• [Activity] When you reach the line containing "Where can the overcast" in the entries below, begin reproducing lines exactly, and stop once the line containing "Where can the wheel" is done.

[[ Data shown, beginning ]]

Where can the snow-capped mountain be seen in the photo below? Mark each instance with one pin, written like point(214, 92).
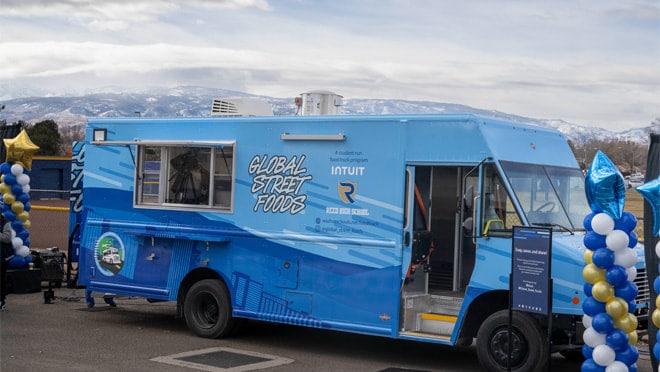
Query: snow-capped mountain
point(196, 101)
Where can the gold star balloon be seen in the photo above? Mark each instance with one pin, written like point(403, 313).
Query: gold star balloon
point(21, 149)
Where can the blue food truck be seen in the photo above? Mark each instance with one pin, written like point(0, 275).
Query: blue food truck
point(392, 225)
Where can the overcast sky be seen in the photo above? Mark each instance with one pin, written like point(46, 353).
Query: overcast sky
point(589, 62)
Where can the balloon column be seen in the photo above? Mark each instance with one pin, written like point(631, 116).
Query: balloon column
point(15, 188)
point(651, 192)
point(610, 336)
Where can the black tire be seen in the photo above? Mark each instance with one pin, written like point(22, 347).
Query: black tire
point(529, 352)
point(207, 309)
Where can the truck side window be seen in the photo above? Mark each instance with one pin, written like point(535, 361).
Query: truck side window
point(186, 176)
point(498, 214)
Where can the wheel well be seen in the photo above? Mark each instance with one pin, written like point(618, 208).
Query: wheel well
point(480, 309)
point(190, 279)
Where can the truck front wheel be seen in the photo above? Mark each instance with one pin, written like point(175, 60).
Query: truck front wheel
point(529, 351)
point(207, 309)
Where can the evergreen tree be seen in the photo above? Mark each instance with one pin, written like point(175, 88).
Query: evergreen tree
point(46, 135)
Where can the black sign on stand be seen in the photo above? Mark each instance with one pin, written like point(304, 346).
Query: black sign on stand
point(530, 282)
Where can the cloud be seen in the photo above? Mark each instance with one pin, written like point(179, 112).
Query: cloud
point(115, 15)
point(593, 61)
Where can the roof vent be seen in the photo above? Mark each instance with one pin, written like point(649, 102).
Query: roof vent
point(318, 102)
point(240, 107)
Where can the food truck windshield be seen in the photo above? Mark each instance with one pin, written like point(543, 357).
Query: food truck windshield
point(549, 195)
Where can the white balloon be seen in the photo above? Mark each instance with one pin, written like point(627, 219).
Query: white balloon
point(603, 355)
point(16, 169)
point(593, 338)
point(23, 179)
point(617, 240)
point(625, 257)
point(602, 224)
point(617, 366)
point(23, 251)
point(17, 243)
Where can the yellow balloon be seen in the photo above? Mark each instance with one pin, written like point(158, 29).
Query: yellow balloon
point(23, 216)
point(588, 253)
point(602, 291)
point(592, 274)
point(616, 308)
point(17, 207)
point(655, 318)
point(8, 198)
point(626, 324)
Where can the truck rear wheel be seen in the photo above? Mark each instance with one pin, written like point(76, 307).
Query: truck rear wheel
point(207, 309)
point(529, 351)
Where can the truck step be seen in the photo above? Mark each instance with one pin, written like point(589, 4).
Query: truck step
point(439, 324)
point(442, 304)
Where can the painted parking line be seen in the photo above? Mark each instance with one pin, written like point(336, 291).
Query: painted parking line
point(223, 359)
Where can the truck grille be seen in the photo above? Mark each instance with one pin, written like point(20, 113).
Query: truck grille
point(644, 294)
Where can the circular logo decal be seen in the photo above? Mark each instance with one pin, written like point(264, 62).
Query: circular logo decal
point(109, 254)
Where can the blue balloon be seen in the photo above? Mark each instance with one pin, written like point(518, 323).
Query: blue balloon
point(17, 225)
point(603, 258)
point(23, 234)
point(587, 222)
point(651, 192)
point(9, 215)
point(602, 323)
point(628, 291)
point(591, 306)
point(617, 339)
point(592, 240)
point(627, 222)
point(604, 186)
point(616, 275)
point(628, 356)
point(590, 365)
point(23, 197)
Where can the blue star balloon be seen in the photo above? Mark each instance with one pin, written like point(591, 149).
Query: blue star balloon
point(651, 192)
point(605, 188)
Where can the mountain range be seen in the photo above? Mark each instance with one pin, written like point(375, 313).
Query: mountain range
point(196, 101)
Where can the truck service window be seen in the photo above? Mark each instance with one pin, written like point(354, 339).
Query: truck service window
point(184, 176)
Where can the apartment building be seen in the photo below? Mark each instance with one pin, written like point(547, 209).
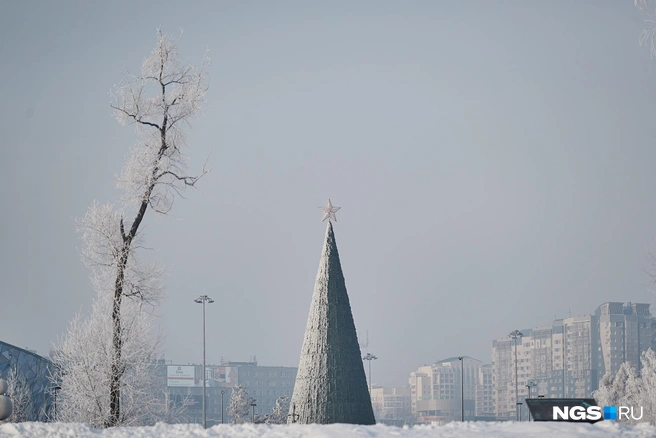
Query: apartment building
point(484, 406)
point(392, 406)
point(435, 390)
point(265, 384)
point(569, 357)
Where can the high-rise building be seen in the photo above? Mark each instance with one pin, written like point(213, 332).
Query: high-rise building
point(569, 357)
point(625, 331)
point(392, 406)
point(436, 390)
point(484, 392)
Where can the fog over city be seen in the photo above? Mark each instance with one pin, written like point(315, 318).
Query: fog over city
point(493, 161)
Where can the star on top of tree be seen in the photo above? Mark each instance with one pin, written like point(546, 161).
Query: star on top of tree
point(329, 211)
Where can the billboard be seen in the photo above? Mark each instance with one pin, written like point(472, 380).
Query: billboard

[[ Data shown, end ]]

• [Task result]
Where can the overcast sky be seen in the photo above? Mark each instance with one pin, written like point(46, 353).
Query: overcast sky
point(589, 62)
Where can the balloon column be seen in the photo above? Mark each instance with one pin, written like point(631, 116).
Query: balloon column
point(15, 188)
point(651, 192)
point(610, 336)
Where can the black tire be seen in the photo above? Mark each instance with one pin, written like point(22, 347).
Query: black tire
point(529, 352)
point(207, 309)
Where can the truck side window be seen in the photo above? Mark each instance with one pin, written like point(535, 361).
Query: truck side window
point(186, 176)
point(498, 214)
Where can the wheel well be seen in the photo above? Mark each instance with one pin, written like point(618, 208).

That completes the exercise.